* Rows from a pointing dataset *
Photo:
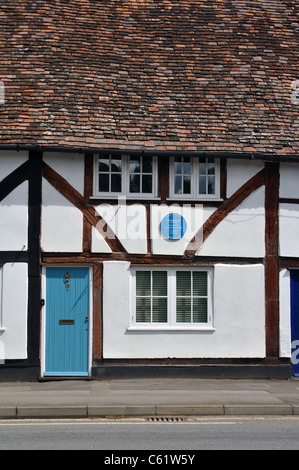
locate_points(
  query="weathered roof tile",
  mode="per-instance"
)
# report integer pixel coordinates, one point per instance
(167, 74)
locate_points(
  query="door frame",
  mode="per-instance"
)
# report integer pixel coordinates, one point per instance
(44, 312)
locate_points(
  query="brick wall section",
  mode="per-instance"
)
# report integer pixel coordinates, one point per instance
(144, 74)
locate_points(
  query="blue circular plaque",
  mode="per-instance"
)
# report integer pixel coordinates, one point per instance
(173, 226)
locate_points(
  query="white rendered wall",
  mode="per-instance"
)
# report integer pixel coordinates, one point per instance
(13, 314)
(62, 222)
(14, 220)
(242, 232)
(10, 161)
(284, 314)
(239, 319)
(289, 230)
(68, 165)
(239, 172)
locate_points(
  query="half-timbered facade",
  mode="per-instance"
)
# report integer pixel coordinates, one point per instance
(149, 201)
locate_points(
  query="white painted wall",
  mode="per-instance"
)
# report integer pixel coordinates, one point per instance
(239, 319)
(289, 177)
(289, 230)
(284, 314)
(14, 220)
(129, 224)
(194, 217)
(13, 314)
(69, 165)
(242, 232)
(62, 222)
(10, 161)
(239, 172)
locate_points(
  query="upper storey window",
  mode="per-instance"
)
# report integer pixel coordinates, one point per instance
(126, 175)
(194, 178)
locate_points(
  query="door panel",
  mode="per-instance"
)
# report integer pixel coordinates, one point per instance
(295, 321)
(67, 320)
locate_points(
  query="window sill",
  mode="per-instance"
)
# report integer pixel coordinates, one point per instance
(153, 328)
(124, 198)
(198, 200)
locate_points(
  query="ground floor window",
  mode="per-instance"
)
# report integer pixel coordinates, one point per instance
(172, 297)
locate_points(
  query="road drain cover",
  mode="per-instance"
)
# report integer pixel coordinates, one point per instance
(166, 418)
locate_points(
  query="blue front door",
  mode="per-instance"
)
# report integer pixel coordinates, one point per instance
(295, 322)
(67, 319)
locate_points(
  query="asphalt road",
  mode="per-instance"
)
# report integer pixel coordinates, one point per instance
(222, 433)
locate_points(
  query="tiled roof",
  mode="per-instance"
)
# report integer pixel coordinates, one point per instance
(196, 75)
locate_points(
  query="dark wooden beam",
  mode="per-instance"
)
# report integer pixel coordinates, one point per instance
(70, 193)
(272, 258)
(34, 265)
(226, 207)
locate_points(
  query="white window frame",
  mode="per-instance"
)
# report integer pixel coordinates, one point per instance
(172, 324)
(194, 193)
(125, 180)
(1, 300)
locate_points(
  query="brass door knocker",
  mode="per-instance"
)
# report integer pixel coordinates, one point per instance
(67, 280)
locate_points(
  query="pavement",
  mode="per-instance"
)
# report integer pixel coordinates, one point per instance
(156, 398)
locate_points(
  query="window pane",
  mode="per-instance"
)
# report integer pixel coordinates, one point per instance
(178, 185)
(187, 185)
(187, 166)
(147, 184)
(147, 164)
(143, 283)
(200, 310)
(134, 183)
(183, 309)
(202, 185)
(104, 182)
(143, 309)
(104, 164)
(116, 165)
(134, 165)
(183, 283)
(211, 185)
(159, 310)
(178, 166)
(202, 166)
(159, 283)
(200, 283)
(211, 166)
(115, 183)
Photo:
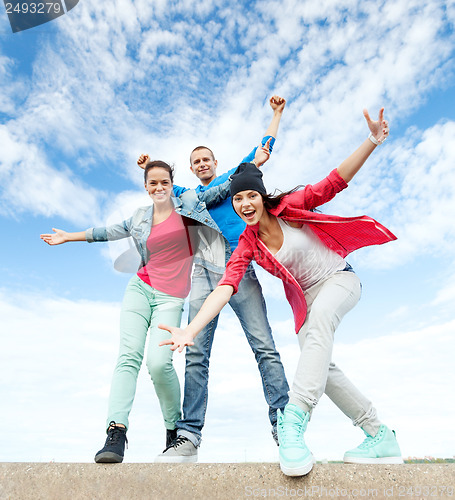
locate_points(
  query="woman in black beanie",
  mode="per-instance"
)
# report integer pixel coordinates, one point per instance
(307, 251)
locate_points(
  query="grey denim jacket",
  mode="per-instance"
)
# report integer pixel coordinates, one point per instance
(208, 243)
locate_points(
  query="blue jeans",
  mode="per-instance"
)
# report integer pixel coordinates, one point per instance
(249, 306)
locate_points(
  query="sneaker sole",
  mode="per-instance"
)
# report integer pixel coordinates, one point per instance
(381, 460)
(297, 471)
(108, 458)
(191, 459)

---

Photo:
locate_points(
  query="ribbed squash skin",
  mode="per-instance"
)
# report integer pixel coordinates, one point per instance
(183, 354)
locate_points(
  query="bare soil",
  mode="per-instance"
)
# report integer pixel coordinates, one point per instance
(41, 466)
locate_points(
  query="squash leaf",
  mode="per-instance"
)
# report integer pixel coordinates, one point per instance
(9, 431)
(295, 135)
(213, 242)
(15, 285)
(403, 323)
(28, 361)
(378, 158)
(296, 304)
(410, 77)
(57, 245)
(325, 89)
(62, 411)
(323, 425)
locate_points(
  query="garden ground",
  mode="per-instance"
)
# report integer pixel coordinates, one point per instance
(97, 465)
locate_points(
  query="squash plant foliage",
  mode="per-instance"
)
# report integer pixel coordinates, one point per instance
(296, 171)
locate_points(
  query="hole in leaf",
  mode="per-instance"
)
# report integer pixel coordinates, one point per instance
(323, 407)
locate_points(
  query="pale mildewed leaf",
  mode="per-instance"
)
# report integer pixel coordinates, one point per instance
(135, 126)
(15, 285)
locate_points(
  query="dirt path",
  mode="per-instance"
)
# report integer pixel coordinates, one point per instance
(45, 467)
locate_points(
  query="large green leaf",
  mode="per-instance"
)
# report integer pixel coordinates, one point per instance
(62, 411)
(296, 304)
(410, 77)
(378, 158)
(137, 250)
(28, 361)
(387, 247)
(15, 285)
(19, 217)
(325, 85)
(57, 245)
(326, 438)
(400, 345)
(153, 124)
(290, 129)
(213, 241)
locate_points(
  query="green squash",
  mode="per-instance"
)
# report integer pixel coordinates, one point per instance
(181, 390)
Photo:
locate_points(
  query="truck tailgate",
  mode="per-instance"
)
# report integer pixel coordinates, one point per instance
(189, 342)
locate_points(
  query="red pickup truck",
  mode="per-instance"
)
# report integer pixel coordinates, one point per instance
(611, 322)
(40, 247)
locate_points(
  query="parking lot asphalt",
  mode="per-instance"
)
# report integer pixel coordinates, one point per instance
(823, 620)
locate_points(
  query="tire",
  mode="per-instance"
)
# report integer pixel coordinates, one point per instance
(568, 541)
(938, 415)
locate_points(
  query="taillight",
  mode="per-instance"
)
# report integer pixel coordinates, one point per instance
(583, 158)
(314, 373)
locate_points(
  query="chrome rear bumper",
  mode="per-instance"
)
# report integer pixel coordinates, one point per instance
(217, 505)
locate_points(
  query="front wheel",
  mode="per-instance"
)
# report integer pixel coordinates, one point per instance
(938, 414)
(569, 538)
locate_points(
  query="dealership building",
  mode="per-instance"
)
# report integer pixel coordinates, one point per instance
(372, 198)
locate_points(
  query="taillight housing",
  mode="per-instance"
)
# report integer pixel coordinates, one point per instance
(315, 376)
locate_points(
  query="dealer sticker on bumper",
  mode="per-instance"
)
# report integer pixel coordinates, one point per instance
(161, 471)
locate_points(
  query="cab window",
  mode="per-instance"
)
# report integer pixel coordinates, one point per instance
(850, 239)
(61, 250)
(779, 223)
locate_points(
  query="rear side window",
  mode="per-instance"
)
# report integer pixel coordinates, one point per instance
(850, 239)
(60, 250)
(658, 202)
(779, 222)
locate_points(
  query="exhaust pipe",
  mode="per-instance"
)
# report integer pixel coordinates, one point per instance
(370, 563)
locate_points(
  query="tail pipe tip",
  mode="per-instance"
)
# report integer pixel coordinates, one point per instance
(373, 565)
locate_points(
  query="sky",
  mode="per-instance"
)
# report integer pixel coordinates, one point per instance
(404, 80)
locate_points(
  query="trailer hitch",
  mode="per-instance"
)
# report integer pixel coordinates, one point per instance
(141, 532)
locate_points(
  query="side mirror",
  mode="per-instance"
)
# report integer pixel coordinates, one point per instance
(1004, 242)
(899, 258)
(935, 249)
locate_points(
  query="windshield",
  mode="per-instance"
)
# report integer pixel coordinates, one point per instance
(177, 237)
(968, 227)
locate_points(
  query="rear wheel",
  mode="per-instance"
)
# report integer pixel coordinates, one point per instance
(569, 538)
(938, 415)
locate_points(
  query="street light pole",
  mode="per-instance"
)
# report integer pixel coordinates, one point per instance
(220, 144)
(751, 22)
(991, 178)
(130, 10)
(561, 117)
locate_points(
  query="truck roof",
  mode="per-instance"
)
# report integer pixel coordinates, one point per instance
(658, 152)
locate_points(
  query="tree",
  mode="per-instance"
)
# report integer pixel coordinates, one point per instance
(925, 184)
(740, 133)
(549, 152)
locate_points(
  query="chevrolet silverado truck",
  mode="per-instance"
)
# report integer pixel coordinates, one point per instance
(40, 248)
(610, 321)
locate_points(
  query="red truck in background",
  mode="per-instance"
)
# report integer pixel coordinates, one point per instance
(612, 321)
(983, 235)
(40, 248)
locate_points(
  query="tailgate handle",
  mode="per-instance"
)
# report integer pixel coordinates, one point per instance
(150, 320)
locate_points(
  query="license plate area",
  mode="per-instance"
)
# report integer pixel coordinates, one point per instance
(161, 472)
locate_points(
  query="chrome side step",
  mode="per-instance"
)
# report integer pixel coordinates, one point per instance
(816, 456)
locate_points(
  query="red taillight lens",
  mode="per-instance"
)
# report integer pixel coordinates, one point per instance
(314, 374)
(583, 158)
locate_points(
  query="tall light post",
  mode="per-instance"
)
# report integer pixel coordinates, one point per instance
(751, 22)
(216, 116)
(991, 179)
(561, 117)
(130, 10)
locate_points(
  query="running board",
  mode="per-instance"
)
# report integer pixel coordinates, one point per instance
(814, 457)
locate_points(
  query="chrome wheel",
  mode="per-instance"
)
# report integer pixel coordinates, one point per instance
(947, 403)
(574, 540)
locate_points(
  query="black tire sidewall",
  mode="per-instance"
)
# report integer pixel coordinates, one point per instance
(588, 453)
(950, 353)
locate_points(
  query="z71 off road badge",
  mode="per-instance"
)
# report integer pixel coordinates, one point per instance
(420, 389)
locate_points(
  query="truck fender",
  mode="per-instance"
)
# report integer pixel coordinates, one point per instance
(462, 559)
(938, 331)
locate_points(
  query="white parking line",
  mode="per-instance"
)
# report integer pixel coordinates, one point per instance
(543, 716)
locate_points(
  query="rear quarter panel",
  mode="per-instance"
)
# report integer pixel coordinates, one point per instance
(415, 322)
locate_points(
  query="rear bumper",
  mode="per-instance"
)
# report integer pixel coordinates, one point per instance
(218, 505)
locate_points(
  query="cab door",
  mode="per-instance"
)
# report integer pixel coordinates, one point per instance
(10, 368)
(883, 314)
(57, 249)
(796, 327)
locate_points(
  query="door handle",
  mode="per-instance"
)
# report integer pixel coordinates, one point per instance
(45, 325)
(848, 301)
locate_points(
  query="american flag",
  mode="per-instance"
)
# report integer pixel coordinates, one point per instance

* Given instruction *
How many lines in the entries above contain the string "truck", with case taken into account? Reply with only the number.

* Response to the exercise *
6